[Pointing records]
____________________

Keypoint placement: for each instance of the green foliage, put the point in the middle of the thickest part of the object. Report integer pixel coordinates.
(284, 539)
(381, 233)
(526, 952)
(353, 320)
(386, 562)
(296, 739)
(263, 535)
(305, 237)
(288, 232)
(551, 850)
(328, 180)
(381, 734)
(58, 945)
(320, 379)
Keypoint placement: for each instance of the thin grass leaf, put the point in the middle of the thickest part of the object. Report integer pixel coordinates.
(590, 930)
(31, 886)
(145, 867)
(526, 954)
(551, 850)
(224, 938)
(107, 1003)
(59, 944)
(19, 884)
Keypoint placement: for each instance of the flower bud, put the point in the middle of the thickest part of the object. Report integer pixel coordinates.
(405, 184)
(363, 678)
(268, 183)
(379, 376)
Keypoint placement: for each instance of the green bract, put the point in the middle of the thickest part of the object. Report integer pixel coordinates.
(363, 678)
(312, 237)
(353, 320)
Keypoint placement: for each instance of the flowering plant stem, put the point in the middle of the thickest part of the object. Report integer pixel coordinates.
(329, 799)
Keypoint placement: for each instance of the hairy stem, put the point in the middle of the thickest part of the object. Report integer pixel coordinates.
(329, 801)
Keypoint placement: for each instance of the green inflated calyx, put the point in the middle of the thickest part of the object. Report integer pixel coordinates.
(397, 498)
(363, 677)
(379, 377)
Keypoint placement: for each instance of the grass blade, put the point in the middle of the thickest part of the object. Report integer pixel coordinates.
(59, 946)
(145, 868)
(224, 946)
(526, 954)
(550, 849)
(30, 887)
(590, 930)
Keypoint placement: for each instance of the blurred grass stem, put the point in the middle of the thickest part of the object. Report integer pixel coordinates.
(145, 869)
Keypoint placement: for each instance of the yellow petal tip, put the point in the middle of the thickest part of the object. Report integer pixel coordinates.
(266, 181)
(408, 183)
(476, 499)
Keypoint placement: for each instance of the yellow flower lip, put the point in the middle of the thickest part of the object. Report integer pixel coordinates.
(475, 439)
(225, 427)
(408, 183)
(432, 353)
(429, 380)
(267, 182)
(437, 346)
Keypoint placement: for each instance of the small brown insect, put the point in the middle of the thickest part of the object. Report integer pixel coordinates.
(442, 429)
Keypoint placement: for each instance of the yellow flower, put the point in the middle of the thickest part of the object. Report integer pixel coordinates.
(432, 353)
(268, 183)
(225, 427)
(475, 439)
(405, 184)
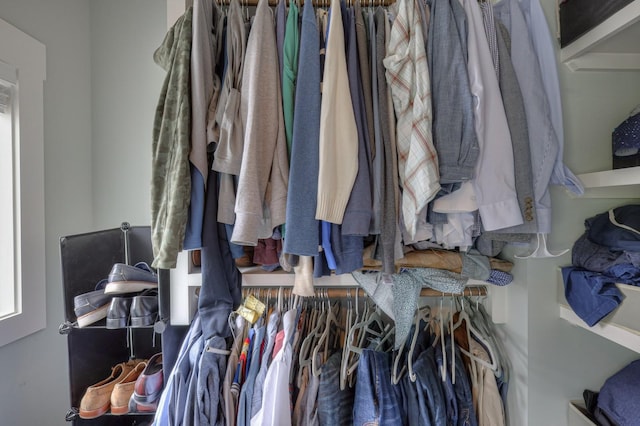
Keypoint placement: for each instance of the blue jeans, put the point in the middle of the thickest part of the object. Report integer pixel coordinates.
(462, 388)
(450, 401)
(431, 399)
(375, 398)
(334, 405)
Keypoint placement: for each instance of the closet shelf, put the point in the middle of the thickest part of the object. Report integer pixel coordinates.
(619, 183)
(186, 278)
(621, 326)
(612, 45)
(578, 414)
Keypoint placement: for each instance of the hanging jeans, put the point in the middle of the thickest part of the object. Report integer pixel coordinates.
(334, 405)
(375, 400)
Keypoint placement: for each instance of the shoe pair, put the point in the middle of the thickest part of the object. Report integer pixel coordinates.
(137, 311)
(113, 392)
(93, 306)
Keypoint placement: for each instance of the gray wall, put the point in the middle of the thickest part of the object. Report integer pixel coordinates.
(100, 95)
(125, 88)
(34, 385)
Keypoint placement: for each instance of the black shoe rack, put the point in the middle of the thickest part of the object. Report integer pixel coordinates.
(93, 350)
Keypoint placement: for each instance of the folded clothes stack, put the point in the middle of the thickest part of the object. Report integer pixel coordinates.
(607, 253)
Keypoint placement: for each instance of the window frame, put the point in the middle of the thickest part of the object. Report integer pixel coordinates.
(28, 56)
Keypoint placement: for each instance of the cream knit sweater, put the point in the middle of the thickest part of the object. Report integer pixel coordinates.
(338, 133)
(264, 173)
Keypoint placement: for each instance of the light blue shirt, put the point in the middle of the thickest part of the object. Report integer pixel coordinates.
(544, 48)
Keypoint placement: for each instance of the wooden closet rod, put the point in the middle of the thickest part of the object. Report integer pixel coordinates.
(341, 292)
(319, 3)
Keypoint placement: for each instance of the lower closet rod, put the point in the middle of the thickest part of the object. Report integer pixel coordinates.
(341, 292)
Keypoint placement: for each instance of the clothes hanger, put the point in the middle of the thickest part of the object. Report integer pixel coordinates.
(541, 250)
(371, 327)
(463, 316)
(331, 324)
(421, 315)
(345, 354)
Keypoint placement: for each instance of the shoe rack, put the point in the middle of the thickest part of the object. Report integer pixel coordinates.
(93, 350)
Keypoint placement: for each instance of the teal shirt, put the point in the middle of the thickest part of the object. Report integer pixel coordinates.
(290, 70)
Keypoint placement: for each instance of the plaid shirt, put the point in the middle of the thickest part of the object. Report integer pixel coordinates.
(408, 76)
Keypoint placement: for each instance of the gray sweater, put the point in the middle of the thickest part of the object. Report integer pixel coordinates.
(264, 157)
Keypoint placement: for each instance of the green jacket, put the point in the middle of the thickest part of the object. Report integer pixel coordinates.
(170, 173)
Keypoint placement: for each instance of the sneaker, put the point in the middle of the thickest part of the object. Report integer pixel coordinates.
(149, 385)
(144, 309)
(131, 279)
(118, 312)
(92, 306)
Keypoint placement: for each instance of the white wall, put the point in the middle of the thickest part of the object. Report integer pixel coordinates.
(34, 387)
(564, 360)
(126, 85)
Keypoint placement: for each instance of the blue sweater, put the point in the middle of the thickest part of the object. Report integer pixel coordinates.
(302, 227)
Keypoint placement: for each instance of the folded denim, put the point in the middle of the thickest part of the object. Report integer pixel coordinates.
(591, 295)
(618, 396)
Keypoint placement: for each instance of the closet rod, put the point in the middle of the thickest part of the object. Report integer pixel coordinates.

____________________

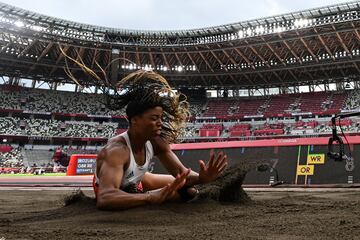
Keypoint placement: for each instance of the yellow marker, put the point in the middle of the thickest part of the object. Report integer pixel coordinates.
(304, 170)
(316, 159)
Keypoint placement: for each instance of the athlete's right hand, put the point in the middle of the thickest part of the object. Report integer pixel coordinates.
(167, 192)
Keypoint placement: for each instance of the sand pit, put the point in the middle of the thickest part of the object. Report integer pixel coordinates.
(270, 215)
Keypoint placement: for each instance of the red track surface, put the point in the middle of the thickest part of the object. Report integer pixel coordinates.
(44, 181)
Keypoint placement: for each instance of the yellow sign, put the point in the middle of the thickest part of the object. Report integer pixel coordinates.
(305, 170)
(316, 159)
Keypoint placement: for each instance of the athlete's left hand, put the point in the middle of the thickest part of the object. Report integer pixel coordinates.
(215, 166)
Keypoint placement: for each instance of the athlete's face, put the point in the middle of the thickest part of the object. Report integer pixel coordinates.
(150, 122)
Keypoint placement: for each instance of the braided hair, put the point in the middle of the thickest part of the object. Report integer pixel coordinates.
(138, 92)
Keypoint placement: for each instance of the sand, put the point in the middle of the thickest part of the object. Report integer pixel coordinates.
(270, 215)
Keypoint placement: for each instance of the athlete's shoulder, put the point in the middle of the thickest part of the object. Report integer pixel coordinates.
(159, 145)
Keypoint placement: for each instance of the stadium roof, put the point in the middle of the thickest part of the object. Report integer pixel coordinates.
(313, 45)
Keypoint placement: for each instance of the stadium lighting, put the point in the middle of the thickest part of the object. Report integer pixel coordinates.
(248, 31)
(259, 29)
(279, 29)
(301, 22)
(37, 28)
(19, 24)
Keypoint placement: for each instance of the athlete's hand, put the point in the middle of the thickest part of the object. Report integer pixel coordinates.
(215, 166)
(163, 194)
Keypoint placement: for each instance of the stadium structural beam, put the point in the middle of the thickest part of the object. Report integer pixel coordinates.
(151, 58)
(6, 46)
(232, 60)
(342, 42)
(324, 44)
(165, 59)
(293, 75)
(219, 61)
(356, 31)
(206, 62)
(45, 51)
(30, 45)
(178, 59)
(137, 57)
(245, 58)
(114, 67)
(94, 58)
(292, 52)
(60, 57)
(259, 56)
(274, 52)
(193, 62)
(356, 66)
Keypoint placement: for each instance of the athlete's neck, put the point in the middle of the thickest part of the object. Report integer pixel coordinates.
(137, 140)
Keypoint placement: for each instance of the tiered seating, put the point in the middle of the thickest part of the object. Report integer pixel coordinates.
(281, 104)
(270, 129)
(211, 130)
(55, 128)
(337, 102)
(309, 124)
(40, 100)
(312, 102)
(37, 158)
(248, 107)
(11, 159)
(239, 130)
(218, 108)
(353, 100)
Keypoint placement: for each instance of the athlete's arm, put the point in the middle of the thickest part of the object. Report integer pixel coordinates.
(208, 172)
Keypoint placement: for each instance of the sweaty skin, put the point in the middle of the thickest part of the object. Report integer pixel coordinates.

____________________

● **WRITTEN REQUEST**
Pick out every line of the material above that contains the string "shirt", and copy each one in full.

● **CORRECT OUTPUT**
Keypoint placement: for each instance of the light blue shirt, put the point in the middle of the thickest part of the object. Report integer pixel coordinates.
Keypoint placement: for each instance of the teal shirt, put the point in the middle of the thickest part of the object. Report integer pixel coordinates.
Keypoint placement: for each instance of the plaid shirt, put the point in the middle of the thickest part of the object. Report integer pixel coordinates.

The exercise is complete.